--- Start of PAGE TEXT ---

# Picking a color is driving me nuts...please help me!



## melissaandkris (Jun 16, 2008)

moved to interior decorating....Sorry i think it put this in the wrong place.


----------



## slickshift (Aug 25, 2005)

Have you referred to a color wheel?
Sometimes it leads you to someplace you didn't expect...and it can be fun

If my monitor and your pictures are close to being true, then it looks like you are in the yellow/brown areas
Sometimes it's good to go complimentary (opposite on the color wheel), which would bring you to the blues
Sometime a triad is nice (like dividing a pie into three pieces), which would bring you to green/blue, or violets on the other side









(image courtesy realcolorwheel.com)


----------



## melissaandkris (Jun 16, 2008)

Thanks. that's a good idea that I had not thought of.


----------



## Sir MixAlot (Apr 4, 2008)

Click Here. Then click on the sample room you want to paint. Then click on the one that is most similar to your space. Then click drag colors to walls, trim , ceilng, and more. Hope this helps.:thumbsup:


----------



## sasha689 (May 2, 2008)

Ah! Thanks Sir MixAlot! That is a great link! It will definitely help with my color dilemma. 



Sir MixAlot said:


> Click Here. Then click on the sample room you want to paint. Then click on the one that is most similar to your space. Then click drag colors to walls, trim , ceilng, and more. Hope this helps.:thumbsup:


----------



## Sir MixAlot (Apr 4, 2008)

--- End of PAGE TEXT ---
--- Start of MATERIAL SUPPLIED ---

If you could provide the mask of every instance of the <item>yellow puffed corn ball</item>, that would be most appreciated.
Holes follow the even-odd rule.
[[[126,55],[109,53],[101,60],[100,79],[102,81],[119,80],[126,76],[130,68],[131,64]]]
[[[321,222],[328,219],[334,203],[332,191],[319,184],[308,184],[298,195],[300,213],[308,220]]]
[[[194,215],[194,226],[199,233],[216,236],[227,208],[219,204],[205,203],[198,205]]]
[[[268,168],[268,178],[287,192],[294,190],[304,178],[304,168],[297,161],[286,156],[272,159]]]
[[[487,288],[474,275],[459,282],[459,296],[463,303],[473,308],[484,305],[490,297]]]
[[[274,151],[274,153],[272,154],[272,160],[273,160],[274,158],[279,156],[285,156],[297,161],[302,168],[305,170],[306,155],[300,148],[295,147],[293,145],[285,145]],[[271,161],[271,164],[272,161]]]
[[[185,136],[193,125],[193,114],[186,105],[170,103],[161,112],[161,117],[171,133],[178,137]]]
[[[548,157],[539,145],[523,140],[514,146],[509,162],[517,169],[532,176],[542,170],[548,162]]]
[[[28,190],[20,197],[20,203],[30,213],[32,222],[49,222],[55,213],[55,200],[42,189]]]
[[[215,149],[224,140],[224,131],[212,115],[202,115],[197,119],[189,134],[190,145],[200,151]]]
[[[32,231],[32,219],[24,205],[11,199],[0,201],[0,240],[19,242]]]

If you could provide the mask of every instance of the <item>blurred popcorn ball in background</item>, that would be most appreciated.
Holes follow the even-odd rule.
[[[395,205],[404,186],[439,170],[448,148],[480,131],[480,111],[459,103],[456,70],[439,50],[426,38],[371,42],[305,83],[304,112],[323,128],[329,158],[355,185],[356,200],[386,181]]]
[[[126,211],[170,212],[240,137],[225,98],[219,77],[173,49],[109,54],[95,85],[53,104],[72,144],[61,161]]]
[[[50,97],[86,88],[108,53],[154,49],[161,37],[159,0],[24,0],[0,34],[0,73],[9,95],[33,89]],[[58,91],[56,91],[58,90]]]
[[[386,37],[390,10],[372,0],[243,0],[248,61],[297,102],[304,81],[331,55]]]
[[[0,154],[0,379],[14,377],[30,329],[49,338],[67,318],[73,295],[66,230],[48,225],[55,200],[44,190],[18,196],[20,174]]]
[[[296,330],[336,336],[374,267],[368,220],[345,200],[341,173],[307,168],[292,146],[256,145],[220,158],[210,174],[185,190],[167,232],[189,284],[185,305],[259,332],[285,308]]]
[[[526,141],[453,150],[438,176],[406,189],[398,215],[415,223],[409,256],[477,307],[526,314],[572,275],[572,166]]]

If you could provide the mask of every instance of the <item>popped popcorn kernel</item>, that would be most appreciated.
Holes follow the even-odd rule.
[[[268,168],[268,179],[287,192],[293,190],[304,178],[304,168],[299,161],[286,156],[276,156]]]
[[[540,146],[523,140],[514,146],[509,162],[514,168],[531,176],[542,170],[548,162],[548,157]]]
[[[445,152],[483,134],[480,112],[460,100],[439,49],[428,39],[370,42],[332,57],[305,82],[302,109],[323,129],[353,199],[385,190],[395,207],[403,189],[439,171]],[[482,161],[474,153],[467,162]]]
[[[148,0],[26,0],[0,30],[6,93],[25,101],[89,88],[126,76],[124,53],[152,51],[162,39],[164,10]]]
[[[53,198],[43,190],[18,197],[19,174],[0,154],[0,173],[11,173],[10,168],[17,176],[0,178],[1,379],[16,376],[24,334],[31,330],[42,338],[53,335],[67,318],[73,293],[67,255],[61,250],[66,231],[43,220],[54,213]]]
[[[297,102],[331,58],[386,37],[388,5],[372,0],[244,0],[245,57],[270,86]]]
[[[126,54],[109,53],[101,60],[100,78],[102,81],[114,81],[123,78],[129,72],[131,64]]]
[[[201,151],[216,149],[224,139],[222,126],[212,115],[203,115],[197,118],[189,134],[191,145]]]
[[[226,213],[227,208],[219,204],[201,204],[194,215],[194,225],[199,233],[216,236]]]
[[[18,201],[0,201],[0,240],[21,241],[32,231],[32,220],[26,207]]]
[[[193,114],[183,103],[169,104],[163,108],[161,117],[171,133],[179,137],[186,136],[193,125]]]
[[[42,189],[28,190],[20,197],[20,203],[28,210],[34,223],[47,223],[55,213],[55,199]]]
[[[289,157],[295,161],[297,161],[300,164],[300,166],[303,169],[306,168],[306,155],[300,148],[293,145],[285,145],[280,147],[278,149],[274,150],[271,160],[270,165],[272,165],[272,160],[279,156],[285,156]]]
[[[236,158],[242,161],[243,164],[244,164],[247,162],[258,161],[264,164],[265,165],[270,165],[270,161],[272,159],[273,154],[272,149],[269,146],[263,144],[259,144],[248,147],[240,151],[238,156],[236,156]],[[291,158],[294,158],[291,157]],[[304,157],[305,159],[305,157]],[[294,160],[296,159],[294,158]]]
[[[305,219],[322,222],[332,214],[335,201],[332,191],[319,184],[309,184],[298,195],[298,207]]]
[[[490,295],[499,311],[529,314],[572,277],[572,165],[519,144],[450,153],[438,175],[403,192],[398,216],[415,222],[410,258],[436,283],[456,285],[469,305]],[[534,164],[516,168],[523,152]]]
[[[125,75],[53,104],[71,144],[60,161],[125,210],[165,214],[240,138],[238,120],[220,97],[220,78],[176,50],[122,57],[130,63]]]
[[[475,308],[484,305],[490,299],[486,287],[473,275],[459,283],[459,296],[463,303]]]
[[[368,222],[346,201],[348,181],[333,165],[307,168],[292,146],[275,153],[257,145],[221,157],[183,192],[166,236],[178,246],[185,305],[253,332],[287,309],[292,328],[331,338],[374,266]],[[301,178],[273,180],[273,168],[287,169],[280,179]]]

--- End of MATERIAL SUPPLIED ---
--- Start of MATERIAL SUPPLIED ---

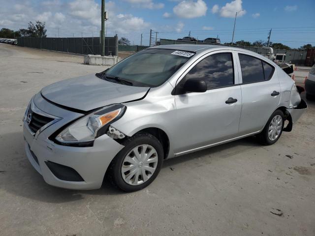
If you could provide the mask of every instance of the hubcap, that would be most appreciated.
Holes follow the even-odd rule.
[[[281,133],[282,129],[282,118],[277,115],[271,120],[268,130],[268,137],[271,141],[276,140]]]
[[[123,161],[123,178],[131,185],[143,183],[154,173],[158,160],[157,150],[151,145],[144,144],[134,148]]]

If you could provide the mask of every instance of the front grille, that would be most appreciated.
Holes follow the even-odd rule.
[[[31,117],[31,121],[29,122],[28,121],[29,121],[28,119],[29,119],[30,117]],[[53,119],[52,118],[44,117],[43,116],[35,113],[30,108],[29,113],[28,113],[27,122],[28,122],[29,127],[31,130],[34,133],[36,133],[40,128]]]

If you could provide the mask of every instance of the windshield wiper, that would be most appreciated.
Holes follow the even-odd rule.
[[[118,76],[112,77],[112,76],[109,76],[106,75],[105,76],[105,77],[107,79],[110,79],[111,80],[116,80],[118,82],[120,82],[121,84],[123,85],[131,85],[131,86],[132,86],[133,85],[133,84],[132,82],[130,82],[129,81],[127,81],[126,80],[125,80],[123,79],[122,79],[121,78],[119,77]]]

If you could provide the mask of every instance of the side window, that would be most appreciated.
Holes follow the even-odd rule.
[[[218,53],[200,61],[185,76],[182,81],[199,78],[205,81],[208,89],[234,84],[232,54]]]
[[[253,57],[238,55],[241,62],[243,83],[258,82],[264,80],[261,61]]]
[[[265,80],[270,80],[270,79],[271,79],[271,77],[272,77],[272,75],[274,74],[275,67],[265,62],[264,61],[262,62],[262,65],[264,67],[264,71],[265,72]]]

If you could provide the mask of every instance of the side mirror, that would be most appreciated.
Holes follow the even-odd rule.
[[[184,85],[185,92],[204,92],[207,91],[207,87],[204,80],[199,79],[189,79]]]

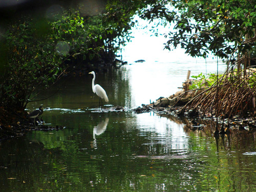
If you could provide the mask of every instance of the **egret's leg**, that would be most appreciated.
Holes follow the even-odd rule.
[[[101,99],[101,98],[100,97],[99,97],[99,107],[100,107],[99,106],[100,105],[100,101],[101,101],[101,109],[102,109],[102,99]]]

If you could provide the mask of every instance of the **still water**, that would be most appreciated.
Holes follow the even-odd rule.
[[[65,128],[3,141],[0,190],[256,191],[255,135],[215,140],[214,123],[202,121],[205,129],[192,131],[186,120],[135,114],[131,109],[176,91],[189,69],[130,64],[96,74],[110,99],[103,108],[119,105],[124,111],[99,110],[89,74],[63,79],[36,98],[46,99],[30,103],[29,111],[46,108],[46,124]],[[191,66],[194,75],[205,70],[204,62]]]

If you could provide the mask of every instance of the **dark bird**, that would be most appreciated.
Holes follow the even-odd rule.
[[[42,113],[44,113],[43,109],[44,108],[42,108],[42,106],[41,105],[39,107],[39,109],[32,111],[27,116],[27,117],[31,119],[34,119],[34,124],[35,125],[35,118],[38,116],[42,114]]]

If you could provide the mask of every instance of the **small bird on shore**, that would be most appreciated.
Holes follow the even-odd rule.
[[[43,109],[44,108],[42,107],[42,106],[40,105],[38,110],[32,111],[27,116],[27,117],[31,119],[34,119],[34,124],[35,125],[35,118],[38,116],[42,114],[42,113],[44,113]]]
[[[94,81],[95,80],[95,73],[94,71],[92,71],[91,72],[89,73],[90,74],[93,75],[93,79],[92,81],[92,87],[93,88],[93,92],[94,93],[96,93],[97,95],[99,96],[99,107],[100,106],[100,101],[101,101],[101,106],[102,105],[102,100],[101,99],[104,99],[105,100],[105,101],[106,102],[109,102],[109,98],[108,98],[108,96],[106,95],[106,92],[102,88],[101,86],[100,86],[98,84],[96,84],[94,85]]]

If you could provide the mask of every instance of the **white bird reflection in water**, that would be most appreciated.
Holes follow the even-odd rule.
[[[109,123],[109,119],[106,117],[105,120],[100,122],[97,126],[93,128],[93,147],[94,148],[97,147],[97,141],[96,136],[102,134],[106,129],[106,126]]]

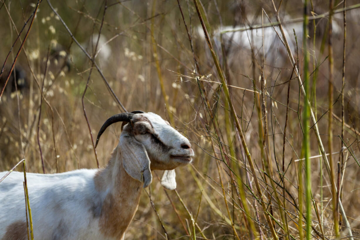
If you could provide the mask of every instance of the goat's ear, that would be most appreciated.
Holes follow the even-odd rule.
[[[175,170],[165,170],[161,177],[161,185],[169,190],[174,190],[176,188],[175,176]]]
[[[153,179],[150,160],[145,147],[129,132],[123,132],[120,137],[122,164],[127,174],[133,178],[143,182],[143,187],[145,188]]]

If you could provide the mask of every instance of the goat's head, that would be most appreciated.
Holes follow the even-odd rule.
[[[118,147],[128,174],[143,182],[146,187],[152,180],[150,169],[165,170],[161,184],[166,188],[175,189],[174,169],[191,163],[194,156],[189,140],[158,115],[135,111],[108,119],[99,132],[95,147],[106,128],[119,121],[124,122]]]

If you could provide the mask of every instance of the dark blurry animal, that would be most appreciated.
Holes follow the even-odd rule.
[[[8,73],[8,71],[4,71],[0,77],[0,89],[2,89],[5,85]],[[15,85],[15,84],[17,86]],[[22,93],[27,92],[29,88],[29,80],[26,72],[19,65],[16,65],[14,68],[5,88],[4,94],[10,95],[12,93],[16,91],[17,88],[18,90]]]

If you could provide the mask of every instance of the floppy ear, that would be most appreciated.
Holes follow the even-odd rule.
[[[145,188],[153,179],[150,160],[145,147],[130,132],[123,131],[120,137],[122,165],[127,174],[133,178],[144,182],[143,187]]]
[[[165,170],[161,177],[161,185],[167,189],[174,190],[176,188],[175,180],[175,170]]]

--- End of MATERIAL SUPPLIED ---

| WHAT TO WORK ON |
A. Quote the paint color thread from "# Picking a" through "the wrong place.".
B. Extend the paint color thread, picking up right after its last line.
The material has no connection to the paint color thread.

| ANSWERS PROVIDED |
A.
# Picking a color is driving me nuts...please help me!



## melissaandkris (Jun 16, 2008)

moved to interior decorating....Sorry i think it put this in the wrong place.

B.
sasha689 said:


> Ah! Thanks Sir MixAlot! That is a great link! It will definitely help with my color dilemma.


Yes that's a great tool from Sherwin Williams. I mess around with it all the time.


----------



## Allison1888 (Mar 16, 2008)

*picking colors*

www.benjaminmoore.com also has one -- called color selector or something like that.


----------



## nicetry (Jun 23, 2008)

Picking a color is fun, once you decide on the mood of the room. Do you want a warm, cool, bright, romantic, etc. feel. Once you decide that then you can you can bring swatches of your furniture, window coverings, or whatever and match to that. It's easier to paint around furniture, etc than vice versa (my opinion) since it usually have colors in them to help make things pop out more.

The tools above are also great to get you started. Also, check out your family and friends homes. If they have nice colors, ask them how they chose.
Good luck.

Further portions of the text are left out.